Region pointing data
■ ■ ■
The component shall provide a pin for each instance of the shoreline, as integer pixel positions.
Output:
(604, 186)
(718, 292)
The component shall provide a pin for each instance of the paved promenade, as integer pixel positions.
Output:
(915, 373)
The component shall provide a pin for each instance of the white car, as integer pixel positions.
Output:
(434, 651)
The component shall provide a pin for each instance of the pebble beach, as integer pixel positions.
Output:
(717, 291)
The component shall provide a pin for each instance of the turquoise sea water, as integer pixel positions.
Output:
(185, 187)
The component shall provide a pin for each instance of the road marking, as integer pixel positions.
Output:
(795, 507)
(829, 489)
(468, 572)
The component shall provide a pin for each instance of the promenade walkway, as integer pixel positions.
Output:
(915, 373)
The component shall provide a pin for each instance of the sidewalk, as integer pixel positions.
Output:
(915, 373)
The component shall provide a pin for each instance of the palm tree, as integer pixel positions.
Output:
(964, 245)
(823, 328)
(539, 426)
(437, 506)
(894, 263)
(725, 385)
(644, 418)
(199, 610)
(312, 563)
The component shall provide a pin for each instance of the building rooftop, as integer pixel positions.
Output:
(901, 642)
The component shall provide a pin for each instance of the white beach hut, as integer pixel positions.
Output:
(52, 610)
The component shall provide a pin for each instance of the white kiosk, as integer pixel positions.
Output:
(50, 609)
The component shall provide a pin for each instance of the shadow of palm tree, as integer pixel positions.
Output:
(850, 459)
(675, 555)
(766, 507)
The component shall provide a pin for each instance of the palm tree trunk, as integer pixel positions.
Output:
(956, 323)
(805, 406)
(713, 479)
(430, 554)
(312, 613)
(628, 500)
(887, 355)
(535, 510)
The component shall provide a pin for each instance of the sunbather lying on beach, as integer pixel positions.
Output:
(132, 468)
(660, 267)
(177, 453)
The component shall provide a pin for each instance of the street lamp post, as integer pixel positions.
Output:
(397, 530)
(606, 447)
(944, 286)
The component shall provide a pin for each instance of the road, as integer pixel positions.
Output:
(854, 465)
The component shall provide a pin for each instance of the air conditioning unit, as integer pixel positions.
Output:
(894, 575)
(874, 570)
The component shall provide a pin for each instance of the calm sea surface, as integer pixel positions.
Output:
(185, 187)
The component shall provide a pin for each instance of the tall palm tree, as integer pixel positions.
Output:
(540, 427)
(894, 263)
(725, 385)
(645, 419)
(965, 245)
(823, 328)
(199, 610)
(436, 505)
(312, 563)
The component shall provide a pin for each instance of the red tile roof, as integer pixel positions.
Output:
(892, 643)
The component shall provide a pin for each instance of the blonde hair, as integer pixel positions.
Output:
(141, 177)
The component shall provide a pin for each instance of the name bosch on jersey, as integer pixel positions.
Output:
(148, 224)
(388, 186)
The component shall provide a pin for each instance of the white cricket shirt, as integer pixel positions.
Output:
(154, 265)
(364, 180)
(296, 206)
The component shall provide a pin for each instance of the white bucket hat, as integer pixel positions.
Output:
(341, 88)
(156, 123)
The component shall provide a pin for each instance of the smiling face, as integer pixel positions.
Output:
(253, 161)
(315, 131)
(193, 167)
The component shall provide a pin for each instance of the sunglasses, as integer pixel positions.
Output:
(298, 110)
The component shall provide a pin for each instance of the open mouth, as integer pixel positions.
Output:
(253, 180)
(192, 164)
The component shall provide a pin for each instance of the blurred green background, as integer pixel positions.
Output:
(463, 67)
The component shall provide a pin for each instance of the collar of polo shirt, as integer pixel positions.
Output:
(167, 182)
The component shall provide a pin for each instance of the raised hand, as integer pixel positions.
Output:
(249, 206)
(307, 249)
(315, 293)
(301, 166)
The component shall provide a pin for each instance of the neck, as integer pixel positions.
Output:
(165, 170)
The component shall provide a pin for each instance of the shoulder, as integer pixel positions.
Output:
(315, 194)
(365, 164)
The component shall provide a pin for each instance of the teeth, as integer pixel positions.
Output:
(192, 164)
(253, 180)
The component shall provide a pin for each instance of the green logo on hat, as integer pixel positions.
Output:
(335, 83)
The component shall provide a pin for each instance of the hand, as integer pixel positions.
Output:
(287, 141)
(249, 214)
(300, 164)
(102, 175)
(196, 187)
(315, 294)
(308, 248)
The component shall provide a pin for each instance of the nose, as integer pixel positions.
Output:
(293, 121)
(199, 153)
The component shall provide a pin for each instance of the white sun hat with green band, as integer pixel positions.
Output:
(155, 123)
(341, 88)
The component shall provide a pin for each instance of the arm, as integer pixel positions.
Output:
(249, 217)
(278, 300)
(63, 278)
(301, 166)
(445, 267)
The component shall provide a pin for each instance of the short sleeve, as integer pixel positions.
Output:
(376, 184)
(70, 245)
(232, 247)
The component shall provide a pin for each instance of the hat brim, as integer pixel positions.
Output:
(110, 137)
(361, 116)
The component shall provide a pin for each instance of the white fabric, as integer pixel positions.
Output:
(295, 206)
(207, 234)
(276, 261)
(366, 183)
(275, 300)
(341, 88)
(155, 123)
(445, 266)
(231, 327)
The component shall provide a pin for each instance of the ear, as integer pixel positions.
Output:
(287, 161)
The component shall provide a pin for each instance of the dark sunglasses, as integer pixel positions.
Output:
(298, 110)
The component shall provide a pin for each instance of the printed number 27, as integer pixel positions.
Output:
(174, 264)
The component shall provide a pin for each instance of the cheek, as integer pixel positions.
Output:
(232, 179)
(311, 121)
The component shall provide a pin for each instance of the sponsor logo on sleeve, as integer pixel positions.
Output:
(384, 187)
■ ■ ■
- [WHAT THE EXERCISE ASKS] Search the entries for "green" and copy out each line that has it.

- [TASK RESULT]
The component shall provide a pin for each instance of the blurred green background, as integer pixel positions.
The component shall provide a pin for each instance of the green logo on hat, as integer pixel positions.
The component shall provide a pin for each instance of the white sun hat with green band, as integer pixel positions.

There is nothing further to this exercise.